'''
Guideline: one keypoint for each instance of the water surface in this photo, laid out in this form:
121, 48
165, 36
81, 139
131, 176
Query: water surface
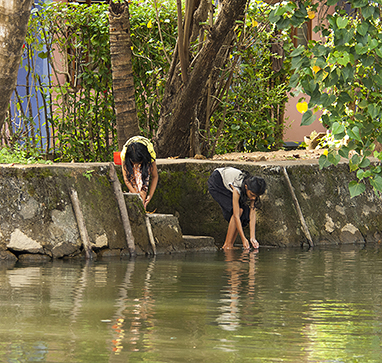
277, 305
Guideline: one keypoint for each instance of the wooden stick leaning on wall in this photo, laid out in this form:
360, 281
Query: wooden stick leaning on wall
122, 208
299, 212
151, 235
81, 223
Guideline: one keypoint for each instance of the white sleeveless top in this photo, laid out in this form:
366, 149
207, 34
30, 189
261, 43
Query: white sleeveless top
231, 176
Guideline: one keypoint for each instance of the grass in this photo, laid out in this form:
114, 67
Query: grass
19, 156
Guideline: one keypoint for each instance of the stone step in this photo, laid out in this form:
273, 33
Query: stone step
166, 231
199, 243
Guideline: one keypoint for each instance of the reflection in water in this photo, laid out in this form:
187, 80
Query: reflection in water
236, 267
271, 306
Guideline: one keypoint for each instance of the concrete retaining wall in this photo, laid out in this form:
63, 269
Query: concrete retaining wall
331, 215
36, 211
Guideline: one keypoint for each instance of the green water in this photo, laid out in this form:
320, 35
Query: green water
277, 305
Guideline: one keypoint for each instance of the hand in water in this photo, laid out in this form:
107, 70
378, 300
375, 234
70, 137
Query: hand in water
254, 243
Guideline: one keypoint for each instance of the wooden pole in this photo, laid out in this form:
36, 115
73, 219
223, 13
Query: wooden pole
122, 208
151, 235
81, 223
299, 212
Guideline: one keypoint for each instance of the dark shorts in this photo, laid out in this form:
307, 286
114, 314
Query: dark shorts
224, 197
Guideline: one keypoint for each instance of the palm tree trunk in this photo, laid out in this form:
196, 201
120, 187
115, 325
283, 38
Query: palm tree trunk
123, 80
14, 16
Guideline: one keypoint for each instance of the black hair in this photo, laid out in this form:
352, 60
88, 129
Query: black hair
137, 152
255, 184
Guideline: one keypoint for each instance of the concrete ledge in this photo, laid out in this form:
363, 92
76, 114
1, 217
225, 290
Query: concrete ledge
199, 243
36, 214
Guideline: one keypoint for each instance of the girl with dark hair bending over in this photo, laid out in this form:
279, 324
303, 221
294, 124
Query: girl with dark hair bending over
138, 163
238, 194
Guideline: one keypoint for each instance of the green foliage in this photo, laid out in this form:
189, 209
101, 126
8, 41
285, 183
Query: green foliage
76, 109
341, 75
19, 156
154, 39
254, 108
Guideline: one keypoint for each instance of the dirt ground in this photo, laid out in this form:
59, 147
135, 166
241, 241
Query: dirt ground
280, 155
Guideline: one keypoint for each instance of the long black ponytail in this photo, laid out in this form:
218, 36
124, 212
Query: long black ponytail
136, 152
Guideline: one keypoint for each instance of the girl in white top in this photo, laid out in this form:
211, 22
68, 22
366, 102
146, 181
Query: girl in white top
233, 189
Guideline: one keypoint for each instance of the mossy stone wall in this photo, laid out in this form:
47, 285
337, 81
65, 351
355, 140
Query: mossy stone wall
330, 214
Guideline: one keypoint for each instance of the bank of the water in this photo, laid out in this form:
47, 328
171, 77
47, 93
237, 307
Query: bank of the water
322, 197
37, 217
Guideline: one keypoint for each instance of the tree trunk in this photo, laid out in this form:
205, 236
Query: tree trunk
180, 99
123, 80
14, 16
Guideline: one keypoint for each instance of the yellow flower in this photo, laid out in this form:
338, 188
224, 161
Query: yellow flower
302, 107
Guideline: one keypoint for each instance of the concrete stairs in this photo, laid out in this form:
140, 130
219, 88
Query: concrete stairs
161, 233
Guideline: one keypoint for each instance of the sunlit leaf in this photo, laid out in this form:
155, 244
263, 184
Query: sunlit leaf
376, 182
302, 107
342, 22
308, 118
323, 161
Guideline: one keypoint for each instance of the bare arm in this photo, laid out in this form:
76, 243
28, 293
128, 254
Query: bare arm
127, 182
236, 215
252, 226
153, 183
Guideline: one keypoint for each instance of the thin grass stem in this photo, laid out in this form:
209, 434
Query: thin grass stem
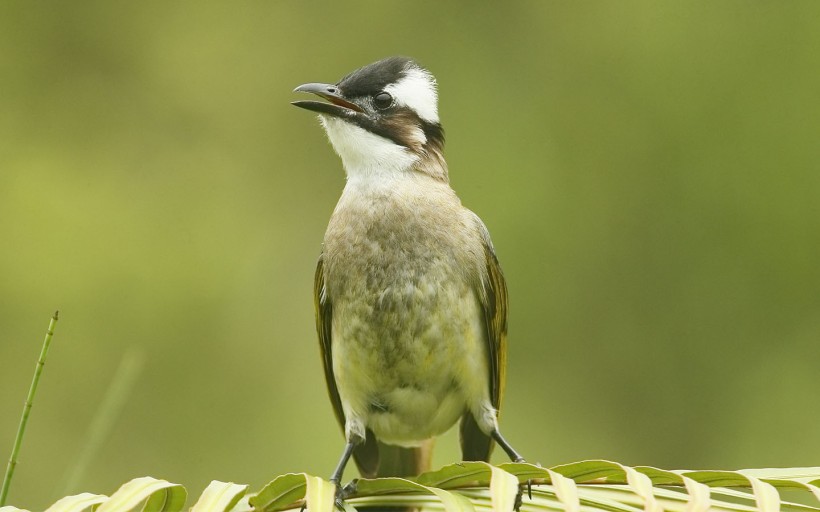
'''
• _WHAT YOU WILL DO_: Change every occurrence of "keypoint" in the data above to "marker" and reproduce all of the data with no other alterations. Omit the pictures from your answer.

• _TASK RESULT_:
Guideline: one marker for each instance of the water surface in this photo, laid out in this form:
121, 48
165, 36
81, 139
131, 176
Query: water surface
277, 305
Guideline: one marker for each instance of the wooden stick leaning on wall in this photo, laid out in this form:
360, 281
Query: wooden stick leaning on wall
122, 208
299, 212
151, 235
81, 223
Guideline: one marker for each instance of the white sleeveless top in this photo, laid out in this form:
366, 149
207, 34
30, 189
261, 43
Query: white sleeveless top
231, 176
Guideline: one marker for each instance of the grass in this photo, laid out in this form:
114, 67
Query: grass
19, 156
Guideline: one marker for each instance of the stone step in this photo, laid out in this form:
273, 33
Query: stone step
166, 231
199, 243
Guideline: one marker for each instance of the reflection in water in this photo, laid out in this form:
187, 80
Query: reflection in water
236, 267
271, 306
Guideline: one marker for each instance of the concrete retaining wall in this photo, laid out in this form:
63, 269
Query: concrete retaining wall
331, 215
36, 211
Guideline: one marker for each instance of the green water in this photo, laid out in this form:
320, 35
Query: green water
277, 305
Guideline: one marker for each instance of the hand in water in this photo, laid out in this form:
107, 70
378, 300
375, 234
70, 137
Query: hand in water
254, 243
Guideline: one marker for each instance of the wooden pole in this photo, laid out in this form:
36, 115
73, 219
223, 13
Query: wooden pole
122, 208
151, 235
81, 223
299, 212
Guideline: one marker for each instance of the dark shorts in this photo, laid out in this form:
307, 286
114, 314
Query: dark shorts
224, 197
Guideline: one marker for each instance of the palm tree trunk in this photo, laid out in this form:
196, 201
120, 187
115, 325
283, 38
Query: palm tree trunk
123, 80
14, 16
Guideline: one marker for each instance of the black hair in this photo, laid out in this form:
352, 60
88, 129
Query: black hair
137, 152
255, 184
Guideline: one marker for each instance of the concrete ledge in this photo, laid out in this form:
363, 92
76, 114
1, 217
225, 290
Query: concrete ledge
199, 243
36, 214
Guideline: one marker for each instance of the girl with dark hair bending over in this photo, laid out in this form:
279, 324
303, 221
294, 124
Query: girl with dark hair bending over
138, 163
238, 194
Guideline: one marker for each instance of the green foliage in this photo, laid out in this form:
189, 209
101, 126
8, 41
285, 183
Query: green foliage
76, 109
341, 75
19, 156
154, 39
254, 108
Guideline: one marker for each instance of the dirt ground in this photo, laid out in this form:
59, 147
135, 166
241, 241
Query: dirt ground
280, 155
Guideline: one marker for each instance of the long black ponytail in this photo, laid out in this form:
218, 36
124, 212
Query: long black ponytail
136, 152
Guideline: one marker for each instance of the girl in white top in this photo, laid out in this form:
211, 22
68, 22
366, 102
146, 181
Query: girl in white top
233, 189
Guideline: one marker for each instance of the mossy stone wall in this photo, laid out in this form:
47, 285
337, 81
65, 351
355, 140
Query: mossy stone wall
330, 214
Guideline: one marker for each instance of the bank of the water in this photo, laid out in this form:
47, 328
171, 77
47, 93
237, 307
Query: bank of the water
322, 197
37, 217
Guideline: one marker for each instance of the tree trunk in this photo, laid out in this form:
205, 236
Query: tree trunk
180, 99
123, 80
14, 16
Guideline: one marker for each instance of the yellow flower in this photo, laid out in this form:
338, 188
224, 161
Query: yellow flower
302, 107
Guideline: one marker for each instance of the concrete stairs in this photo, laid out in this form:
140, 130
219, 88
Query: concrete stairs
161, 233
Guideline: one marker for each instance of the sunlit leaf in this photo, laid out in this form:
155, 244
263, 184
Query: sunlit leaf
376, 182
302, 107
342, 22
308, 118
323, 161
Guideline: one marker for each instance of the bare arm in this photo, laid out in this form:
76, 243
28, 293
128, 254
Query: bare arm
127, 182
236, 215
252, 226
153, 183
Guideline: one marker for each instance of the thin grass stem in this photo, laid out in this form:
209, 434
Query: thin grass stem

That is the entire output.